═══ EXERCISE MATERIALS

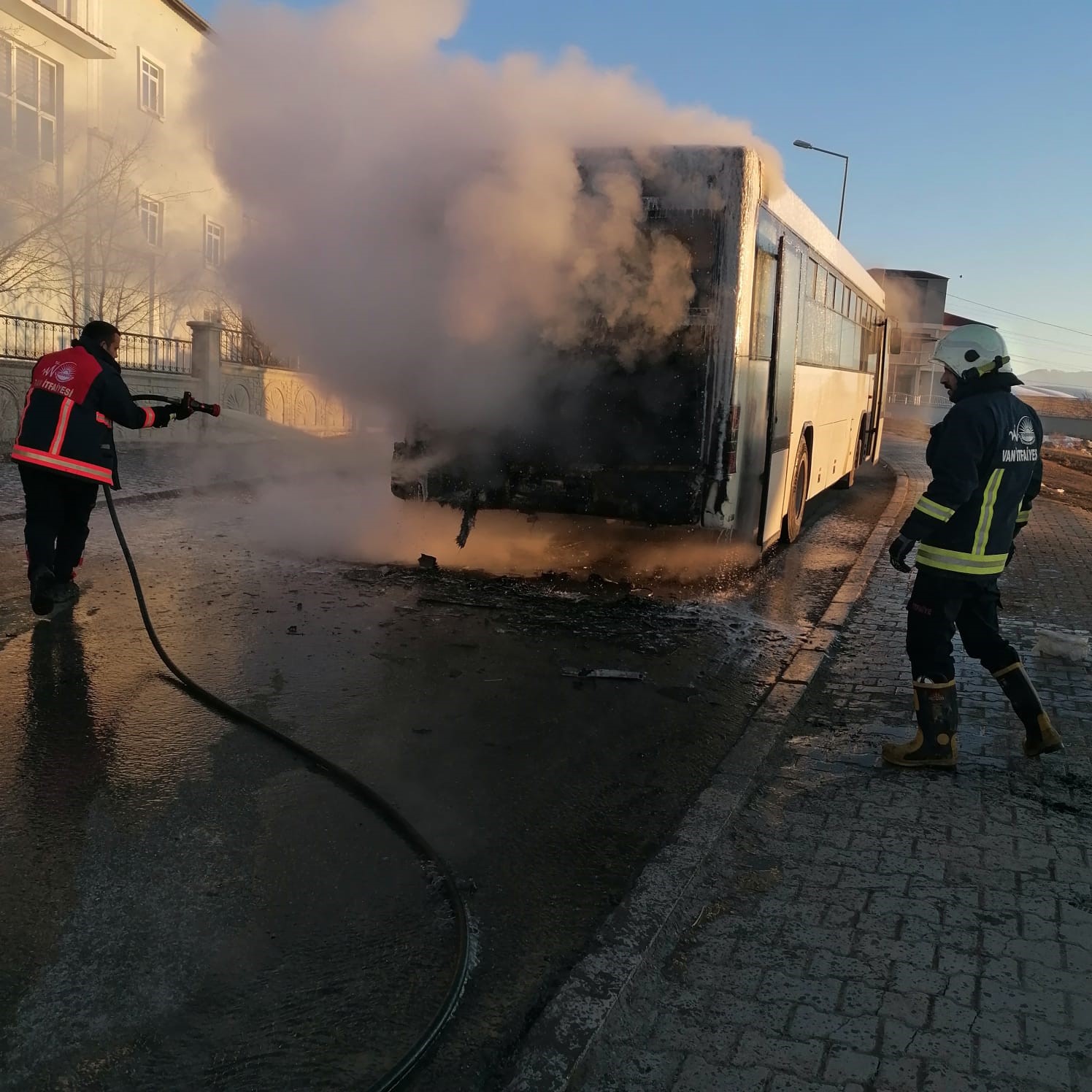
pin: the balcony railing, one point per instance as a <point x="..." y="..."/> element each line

══════
═══ EXERCISE MATERIALS

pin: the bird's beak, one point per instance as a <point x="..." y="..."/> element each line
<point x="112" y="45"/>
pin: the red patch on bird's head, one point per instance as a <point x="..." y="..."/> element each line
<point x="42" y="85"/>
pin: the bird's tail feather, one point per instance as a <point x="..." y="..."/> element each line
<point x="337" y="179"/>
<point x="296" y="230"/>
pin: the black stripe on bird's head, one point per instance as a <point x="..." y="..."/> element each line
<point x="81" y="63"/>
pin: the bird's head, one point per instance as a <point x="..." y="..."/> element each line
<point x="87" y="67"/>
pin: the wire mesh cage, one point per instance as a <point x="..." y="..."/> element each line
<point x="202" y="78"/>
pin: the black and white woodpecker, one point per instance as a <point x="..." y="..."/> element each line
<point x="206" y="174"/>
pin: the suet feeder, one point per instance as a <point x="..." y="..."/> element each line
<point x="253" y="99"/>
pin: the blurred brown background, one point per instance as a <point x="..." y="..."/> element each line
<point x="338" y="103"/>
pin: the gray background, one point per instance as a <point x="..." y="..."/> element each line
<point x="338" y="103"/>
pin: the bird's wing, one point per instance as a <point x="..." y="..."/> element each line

══════
═══ EXERCISE MATERIALS

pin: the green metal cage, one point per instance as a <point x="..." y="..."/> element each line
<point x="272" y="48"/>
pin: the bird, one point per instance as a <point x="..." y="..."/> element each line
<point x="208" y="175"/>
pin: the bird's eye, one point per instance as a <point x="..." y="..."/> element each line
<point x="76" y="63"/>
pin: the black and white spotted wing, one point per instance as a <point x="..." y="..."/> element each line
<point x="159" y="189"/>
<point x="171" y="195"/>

══════

» WORK REQUIRED
Using the data above, print exactly the lines from the line that contains "pin: the gray" through the line that contains "pin: the bird's wing, one", with both included.

» RESULT OF THIS EXERCISE
pin: the gray background, one point per instance as a <point x="..." y="..."/> element each line
<point x="338" y="103"/>
pin: the bird's wing, one point per instance as a <point x="..." y="..."/> element each line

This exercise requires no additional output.